What you are asked to do: Locate every line in the listing below that contains the word "each", and copy those lines in full.

Items:
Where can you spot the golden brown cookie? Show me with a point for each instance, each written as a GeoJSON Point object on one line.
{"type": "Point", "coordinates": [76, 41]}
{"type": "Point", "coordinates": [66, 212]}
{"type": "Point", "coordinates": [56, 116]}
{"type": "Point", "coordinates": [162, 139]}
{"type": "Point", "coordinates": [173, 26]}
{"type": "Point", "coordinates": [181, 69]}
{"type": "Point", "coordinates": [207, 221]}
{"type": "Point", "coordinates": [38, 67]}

...

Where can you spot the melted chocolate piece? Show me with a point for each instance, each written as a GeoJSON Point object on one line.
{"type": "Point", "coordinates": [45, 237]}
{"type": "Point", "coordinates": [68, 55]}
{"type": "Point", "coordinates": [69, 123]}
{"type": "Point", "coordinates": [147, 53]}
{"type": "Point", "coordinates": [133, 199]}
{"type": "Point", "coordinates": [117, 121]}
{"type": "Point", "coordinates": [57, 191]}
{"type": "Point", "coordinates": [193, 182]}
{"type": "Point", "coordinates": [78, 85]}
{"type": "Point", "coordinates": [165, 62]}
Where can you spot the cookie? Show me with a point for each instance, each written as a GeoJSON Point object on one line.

Solution for this problem:
Where can you spot the golden brown cookie? Show me with a point for each instance, each written as a GeoJSON Point object on one line.
Where can you spot the melted chocolate piece? Show me with a point for each instance, each written as a GeoJSON Point object on one line.
Where can you spot the cookie? Show me with a point for each instance, each written as a GeoJSON Point object on one line.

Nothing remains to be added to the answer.